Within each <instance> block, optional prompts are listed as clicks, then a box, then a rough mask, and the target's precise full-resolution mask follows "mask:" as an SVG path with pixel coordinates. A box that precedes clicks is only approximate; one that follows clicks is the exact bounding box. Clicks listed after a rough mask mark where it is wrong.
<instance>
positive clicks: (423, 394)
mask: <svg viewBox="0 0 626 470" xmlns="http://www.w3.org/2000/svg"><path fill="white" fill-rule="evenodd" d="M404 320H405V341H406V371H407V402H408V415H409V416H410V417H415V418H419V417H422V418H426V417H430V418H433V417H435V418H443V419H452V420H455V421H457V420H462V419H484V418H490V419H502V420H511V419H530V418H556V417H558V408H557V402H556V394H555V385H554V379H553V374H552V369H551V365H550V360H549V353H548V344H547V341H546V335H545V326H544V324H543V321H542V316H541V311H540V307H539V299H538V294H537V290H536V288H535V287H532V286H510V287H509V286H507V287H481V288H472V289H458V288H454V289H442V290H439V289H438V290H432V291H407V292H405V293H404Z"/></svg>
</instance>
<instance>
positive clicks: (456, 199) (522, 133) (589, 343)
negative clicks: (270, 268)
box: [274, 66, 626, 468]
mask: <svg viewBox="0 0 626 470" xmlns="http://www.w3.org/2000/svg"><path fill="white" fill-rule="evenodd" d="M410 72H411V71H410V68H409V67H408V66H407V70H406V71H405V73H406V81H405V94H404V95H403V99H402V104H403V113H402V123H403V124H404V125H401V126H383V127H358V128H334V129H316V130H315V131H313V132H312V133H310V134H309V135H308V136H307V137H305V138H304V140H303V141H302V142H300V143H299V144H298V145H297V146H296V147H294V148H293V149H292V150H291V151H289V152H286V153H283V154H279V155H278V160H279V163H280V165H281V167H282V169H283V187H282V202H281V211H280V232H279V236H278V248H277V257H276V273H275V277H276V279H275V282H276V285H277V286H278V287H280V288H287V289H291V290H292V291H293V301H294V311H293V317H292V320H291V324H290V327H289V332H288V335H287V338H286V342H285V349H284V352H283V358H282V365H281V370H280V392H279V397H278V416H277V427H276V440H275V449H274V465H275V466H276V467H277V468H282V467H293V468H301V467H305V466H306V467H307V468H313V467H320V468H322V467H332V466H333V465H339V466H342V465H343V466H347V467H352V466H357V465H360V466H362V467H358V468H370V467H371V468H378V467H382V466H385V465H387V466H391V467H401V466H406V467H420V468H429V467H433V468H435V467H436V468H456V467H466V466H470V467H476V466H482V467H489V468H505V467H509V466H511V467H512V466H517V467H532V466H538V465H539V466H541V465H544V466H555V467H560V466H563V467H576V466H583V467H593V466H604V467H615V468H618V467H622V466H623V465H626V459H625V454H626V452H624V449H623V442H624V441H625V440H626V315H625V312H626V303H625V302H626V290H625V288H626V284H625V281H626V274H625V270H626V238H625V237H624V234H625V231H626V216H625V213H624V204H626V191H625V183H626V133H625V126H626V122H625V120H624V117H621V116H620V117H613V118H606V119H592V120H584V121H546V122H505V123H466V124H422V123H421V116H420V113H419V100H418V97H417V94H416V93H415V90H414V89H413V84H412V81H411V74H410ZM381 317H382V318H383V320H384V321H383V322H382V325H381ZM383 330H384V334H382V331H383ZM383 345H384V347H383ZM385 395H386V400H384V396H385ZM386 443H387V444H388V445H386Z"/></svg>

——

## PROBLEM DETAILS
Return every line of the records that contains the string "instance". Matching is case-sensitive.

## RESPONSE
Within each <instance> block, optional prompts are listed as clicks, then a box, then a rough mask, and the target's precise full-resolution mask follows "mask:" as an SVG path with pixel coordinates. A box that precedes clicks is only approximate; one that follows clicks is the exact bounding box. Clicks listed after a rough mask mark where it is wrong.
<instance>
</instance>
<instance>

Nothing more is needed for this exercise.